Pasaje seleccionado

Era la población Santa Elvira, donde vivimos compartiendo la suerte de las familias que ahí vivían. En una casa similar a la de ellos, que adaptamos un poco para poder tener nuestra vida comunitaria. Fue algo más de cuatro años, un tiempo muy especial y que disfrutamos. Junto con Guido trabajábamos en el Centro de Espiritualidad Ignaciana, viajábamos juntos todas las mañanas al centro y regresábamos en las tardes. Vivir en el mundo popular nos sensibilizó de manera especial y nos hizo publicar cosas interesantes en el CEI. Me tocó dirigir durante varios años la colección de Cuadernos de Espiritualidad.

Lista de tareas
- 1) Traduce al inglés esta oración del pasaje seleccionado: "Fue algo más de cuatro años, un tiempo muy especial y que disfrutamos".
- 2) Reproduce sin cambios el fragmento del pasaje seleccionado comenzando en "Era la población" y terminando en "Cuadernos de Espiritualidad.".

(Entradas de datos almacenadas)

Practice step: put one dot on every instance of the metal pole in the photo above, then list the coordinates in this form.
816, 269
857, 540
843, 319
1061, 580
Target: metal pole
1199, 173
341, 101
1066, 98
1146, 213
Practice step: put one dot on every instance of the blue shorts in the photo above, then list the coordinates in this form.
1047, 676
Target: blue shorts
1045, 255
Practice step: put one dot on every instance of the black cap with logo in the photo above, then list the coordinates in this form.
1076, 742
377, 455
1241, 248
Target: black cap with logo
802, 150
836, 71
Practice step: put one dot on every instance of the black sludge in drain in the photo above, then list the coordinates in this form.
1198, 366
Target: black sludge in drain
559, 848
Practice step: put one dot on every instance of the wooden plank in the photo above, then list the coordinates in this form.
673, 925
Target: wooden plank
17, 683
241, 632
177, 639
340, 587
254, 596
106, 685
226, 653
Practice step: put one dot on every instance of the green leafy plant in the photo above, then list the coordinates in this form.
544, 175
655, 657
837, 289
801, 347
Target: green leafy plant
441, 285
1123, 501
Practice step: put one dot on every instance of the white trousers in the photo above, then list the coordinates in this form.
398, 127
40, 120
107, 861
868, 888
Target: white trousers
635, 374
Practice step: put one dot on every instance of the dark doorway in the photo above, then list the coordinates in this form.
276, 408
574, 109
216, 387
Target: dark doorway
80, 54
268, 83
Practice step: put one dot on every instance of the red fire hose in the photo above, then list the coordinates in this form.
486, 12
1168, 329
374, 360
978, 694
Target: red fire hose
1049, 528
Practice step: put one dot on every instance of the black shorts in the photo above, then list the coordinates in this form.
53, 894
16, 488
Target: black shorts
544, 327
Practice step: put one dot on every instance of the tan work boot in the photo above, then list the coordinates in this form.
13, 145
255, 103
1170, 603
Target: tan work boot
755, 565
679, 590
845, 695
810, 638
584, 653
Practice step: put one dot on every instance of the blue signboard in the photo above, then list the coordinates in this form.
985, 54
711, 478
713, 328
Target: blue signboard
* * *
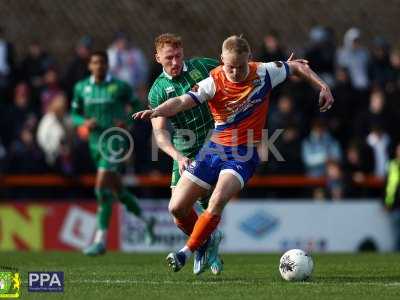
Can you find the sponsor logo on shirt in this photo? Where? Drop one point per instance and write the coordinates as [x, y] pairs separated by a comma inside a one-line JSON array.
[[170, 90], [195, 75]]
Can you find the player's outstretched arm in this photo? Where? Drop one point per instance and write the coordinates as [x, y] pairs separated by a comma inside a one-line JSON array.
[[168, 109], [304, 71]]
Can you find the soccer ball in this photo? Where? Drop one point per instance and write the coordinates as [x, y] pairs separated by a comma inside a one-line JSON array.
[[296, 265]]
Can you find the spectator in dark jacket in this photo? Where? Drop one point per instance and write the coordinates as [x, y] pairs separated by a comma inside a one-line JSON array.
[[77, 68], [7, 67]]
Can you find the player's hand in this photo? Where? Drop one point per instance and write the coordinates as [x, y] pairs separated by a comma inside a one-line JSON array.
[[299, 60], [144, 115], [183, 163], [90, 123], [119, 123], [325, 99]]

Respuestas dadas
- 1) It was a little over four years, a very special time that we enjoyed.

- 2)
Era la población Santa Elvira, donde vivimos compartiendo la suerte de las familias que ahí vivían. En una casa similar a la de ellos, que adaptamos un poco para poder tener nuestra vida comunitaria. Fue algo más de cuatro años, un tiempo muy especial y que disfrutamos. Junto con Guido trabajábamos en el Centro de Espiritualidad Ignaciana, viajábamos juntos todas las mañanas al centro y regresábamos en las tardes. Vivir en el mundo popular nos sensibilizó de manera especial y nos hizo publicar cosas interesantes en el CEI. Me tocó dirigir durante varios años la colección de Cuadernos de Espiritualidad.